[BEGIN Available data]

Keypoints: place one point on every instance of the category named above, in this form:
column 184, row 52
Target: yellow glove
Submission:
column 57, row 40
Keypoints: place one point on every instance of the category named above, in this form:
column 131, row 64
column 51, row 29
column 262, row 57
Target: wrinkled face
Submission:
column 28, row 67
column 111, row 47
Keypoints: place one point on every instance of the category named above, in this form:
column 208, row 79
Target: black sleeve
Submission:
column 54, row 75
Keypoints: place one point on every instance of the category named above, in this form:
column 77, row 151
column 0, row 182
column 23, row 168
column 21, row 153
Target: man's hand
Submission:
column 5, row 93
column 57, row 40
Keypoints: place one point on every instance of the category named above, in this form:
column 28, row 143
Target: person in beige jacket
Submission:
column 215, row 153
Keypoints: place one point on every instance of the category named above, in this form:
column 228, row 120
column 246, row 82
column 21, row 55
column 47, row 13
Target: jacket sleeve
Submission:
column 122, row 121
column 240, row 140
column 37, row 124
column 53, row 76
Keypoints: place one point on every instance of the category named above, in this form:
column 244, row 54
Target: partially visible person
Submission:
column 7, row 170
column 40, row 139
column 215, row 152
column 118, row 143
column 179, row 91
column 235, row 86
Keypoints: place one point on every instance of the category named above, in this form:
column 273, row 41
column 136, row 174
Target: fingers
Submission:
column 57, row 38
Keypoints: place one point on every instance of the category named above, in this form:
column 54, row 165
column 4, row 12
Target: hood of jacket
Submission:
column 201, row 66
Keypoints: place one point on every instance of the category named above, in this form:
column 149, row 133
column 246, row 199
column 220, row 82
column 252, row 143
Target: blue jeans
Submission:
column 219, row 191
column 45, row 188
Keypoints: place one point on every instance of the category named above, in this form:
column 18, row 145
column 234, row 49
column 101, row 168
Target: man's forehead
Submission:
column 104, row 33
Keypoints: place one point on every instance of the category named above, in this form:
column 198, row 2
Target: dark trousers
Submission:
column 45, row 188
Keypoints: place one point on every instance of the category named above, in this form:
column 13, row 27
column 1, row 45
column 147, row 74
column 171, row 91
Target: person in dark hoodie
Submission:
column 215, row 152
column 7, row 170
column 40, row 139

[END Available data]

_What is being asked_: Copy every one of the records above word for word, line by line, with nothing changed.

_The output_:
Keypoints: place one point on every instance of the category named above, in this form:
column 184, row 52
Target: yellow glove
Submission:
column 57, row 40
Keypoints: place one point on every instance of the category named above, in this form:
column 131, row 64
column 51, row 29
column 262, row 57
Target: wrinkled face
Submission:
column 28, row 67
column 111, row 47
Keypoints: place one point on every instance of the category named above, in this form:
column 208, row 79
Target: black sleeve
Submission:
column 54, row 75
Keypoints: place one point on every instance of the category named above, in this form:
column 77, row 151
column 0, row 182
column 23, row 168
column 21, row 153
Target: man's hand
Submission:
column 5, row 93
column 57, row 40
Keypoints: place one point on every instance of the category named above, in this form:
column 28, row 143
Target: person in beige jacket
Submission:
column 215, row 153
Keypoints: place one point on every instance of the category named above, in this form:
column 228, row 120
column 246, row 82
column 21, row 55
column 47, row 13
Target: jacket sleeve
Submission:
column 122, row 121
column 240, row 140
column 37, row 124
column 53, row 76
Keypoints: place one point on every instance of the category named above, in this form:
column 244, row 54
Target: partially visible person
Submission:
column 7, row 170
column 40, row 139
column 215, row 152
column 118, row 143
column 179, row 91
column 235, row 86
Keypoints: place one point on every instance of the category named above, in this form:
column 273, row 41
column 136, row 174
Target: fingers
Submission:
column 57, row 38
Keypoints: place one point on every instance of the category named above, in this form:
column 54, row 165
column 4, row 12
Target: hood of jacket
Submission:
column 201, row 66
Keypoints: place one point on every instance of the category named above, in this form:
column 149, row 133
column 246, row 199
column 220, row 82
column 252, row 143
Target: blue jeans
Submission:
column 219, row 191
column 45, row 188
Keypoints: place one point on every instance of the category named above, in this form:
column 18, row 145
column 234, row 49
column 101, row 168
Target: man's forehead
Submission:
column 104, row 33
Keypoints: place one point on every instance of the category named above, in this form:
column 198, row 2
Target: dark trousers
Submission:
column 45, row 188
Keypoints: place one point on every instance of the category named above, in this form:
column 13, row 27
column 1, row 45
column 147, row 74
column 171, row 91
Target: person in dark hoodie
Submission:
column 215, row 152
column 7, row 170
column 40, row 139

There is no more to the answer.